= Tarefa proposta A =
Responda, com base no trecho sobre a alta dos juros:
(i) Qual é a taxa básica de juros após a decisão do Copom?
(ii) Em qual emissora é ancorado o programa "Os Pingos nos Is"?
(iii) De que preços deriva a inflação, segundo o trecho?

= Trecho =
○ ○ ○
Reinaldo Azevedo - VEJA
Lembro de um trecho de “Memórias Póstumas de Brás Cubas”, de Machado de Assis: “Deus te livre, leitor, de uma ideia fixa; antes um argueiro, antes uma trave no olho”. É isto: melhor uma farpa nos olhos do que ser refém de saídas de manual que ignoram a realidade. É claro que eu sabia, e que todos sabiam, que o Copom elevaria a taxa básica de juros: a dúvida era se a elevação seria 0,25 ponto ou de 0,5 ponto. Deu meio ponto: agora está em 14,25%.
Eu sou
contra ou sou a favor a elevações de juros? A pergunta, se fosse feita,
seria imbecil. E a resposta, tautológica: sou a favor quando são
necessárias e contra quando são desnecessárias. E o mesmo vale para a
redução da taxa. A boa pergunta é outra: vai adiantar para conter a
inflação? Digamos que, em algum momento, sim. Mas a que custo?
Repito aqui
as indagações que fiz anteontem e ontem no programa “Os Pingos nos Is”,
que ancoro na Jovem Pan: a demanda está aquecida e, por isso, os preços
dispararam? Há alguma condição estrutural que a elevação possa corrigir?
Não que se saiba.
Assim, essa
elevação — e talvez ainda haja outra — só acarretará um aumento brutal
nas despesas do governo e terá pouca ou nenhuma influência na inflação,
derivada dos preços administrados, que não baixarão.
“Ah, mas
reduzindo a atividade, em algum momento, a inflação baixa…” Em que
momento? Não há resposta para isso, e noto que o pensamento mágico está
na base de algumas análises disfarçadas da mais fria racionalidade. Leio
coisas como: “Ah, na próxima reunião, o Copom pode elevar ainda em mais
meio ponto, e aí fica estável até o fim do ano”. Sei. Está escrito em
algum lugar que a inflação cai quando os juros são de 14,75% ou de
14,5%? E se não cair? Administra-se mais do mesmo remédio?
○ ○ ○
= Material fornecido =
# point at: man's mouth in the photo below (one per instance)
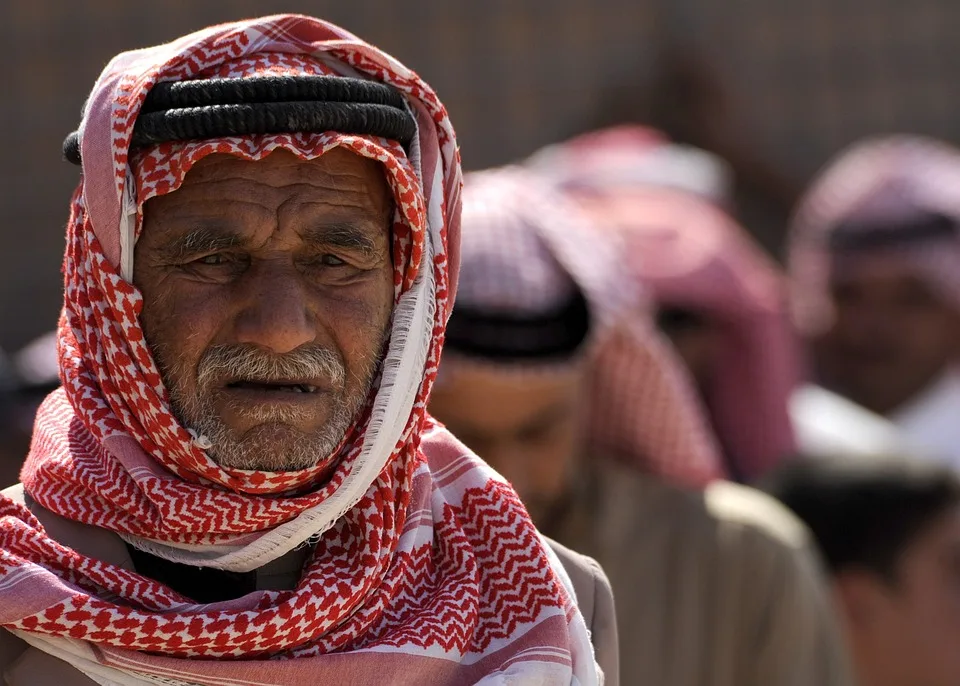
(274, 386)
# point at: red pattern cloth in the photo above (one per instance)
(426, 567)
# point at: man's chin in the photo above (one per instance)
(270, 447)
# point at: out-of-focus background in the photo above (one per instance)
(775, 86)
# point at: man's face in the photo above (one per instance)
(268, 290)
(891, 338)
(906, 632)
(527, 427)
(695, 338)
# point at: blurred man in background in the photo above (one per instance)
(718, 297)
(890, 532)
(875, 263)
(554, 378)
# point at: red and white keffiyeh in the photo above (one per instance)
(426, 567)
(876, 180)
(525, 250)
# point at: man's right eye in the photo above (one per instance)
(214, 259)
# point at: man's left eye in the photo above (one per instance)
(213, 259)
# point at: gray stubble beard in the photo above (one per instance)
(272, 444)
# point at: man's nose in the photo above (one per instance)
(276, 313)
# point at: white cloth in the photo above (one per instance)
(825, 423)
(930, 422)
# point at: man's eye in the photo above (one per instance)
(329, 260)
(213, 259)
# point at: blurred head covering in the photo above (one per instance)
(688, 254)
(630, 156)
(404, 574)
(885, 198)
(537, 290)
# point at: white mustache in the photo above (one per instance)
(249, 363)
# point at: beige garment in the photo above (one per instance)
(21, 665)
(712, 589)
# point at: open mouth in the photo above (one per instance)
(274, 386)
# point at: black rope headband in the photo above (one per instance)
(888, 233)
(214, 108)
(502, 337)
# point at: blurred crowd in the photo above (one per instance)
(763, 458)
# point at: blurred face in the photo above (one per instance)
(268, 291)
(906, 633)
(695, 338)
(891, 338)
(527, 427)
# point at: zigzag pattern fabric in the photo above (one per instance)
(426, 567)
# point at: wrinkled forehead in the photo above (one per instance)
(282, 181)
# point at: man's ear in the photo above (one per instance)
(861, 595)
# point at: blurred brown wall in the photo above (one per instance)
(806, 77)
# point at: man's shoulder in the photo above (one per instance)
(732, 504)
(595, 601)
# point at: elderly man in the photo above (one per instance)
(875, 259)
(715, 584)
(238, 482)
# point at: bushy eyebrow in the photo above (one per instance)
(344, 236)
(199, 241)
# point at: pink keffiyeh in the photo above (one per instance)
(526, 249)
(426, 567)
(874, 183)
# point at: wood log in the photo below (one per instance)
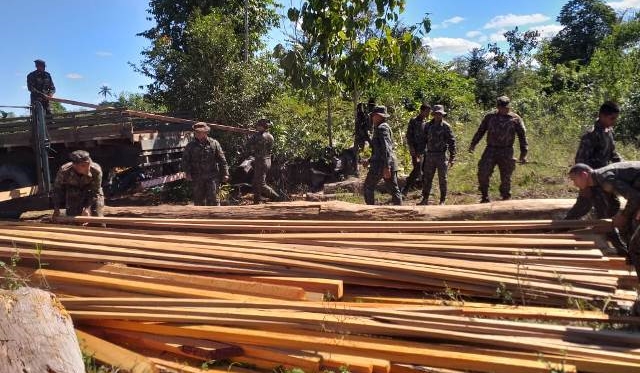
(337, 210)
(36, 334)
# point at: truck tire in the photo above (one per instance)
(14, 176)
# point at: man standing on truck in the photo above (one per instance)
(260, 146)
(78, 186)
(40, 84)
(203, 162)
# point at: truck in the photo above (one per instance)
(135, 149)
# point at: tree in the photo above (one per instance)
(196, 63)
(351, 43)
(521, 46)
(105, 91)
(586, 23)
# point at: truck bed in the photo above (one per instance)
(96, 125)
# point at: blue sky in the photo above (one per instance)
(88, 43)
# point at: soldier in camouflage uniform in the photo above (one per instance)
(501, 127)
(205, 165)
(597, 149)
(260, 146)
(78, 186)
(440, 139)
(417, 142)
(616, 179)
(40, 84)
(383, 163)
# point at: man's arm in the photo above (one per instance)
(186, 161)
(585, 149)
(31, 84)
(58, 192)
(451, 145)
(522, 139)
(95, 188)
(222, 160)
(479, 133)
(581, 208)
(410, 136)
(385, 132)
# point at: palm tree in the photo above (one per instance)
(105, 91)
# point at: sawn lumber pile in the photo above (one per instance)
(168, 295)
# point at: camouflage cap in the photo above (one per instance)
(380, 110)
(79, 156)
(201, 127)
(503, 101)
(439, 109)
(264, 122)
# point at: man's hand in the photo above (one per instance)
(619, 220)
(386, 173)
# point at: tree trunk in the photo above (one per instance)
(36, 334)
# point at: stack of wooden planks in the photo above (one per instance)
(170, 295)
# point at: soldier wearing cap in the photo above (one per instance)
(382, 163)
(204, 164)
(260, 146)
(78, 186)
(40, 84)
(598, 149)
(501, 127)
(614, 180)
(416, 141)
(439, 141)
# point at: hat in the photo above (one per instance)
(439, 109)
(201, 126)
(503, 101)
(380, 110)
(79, 156)
(264, 122)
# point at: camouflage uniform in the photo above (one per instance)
(40, 81)
(79, 192)
(362, 128)
(439, 139)
(416, 140)
(382, 156)
(597, 149)
(205, 162)
(260, 145)
(501, 133)
(621, 179)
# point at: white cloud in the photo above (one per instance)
(510, 20)
(473, 34)
(498, 36)
(448, 22)
(548, 31)
(450, 45)
(624, 4)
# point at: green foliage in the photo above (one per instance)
(196, 64)
(586, 23)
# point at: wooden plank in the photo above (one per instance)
(393, 350)
(114, 355)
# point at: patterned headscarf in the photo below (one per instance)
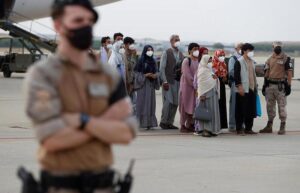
(220, 68)
(201, 50)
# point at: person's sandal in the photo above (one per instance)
(206, 134)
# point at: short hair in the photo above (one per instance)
(104, 39)
(246, 47)
(173, 37)
(128, 40)
(118, 34)
(193, 45)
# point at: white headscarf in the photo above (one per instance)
(116, 58)
(206, 82)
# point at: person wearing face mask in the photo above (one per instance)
○ ○ ○
= Tarefa proposta B =
Localize na listagem todas as linhas que contêm a palavra "face" e transcreva-as na íntegra.

= Resposta final A =
(i) 14,25%.
(ii) Na Jovem Pan.
(iii) Dos preços administrados.

= Resposta final B =
# point at: man's face in the photo above (one per instance)
# point at: blurred face in the photo above (one per instance)
# point at: person wearing face mask in the photo above (one per instance)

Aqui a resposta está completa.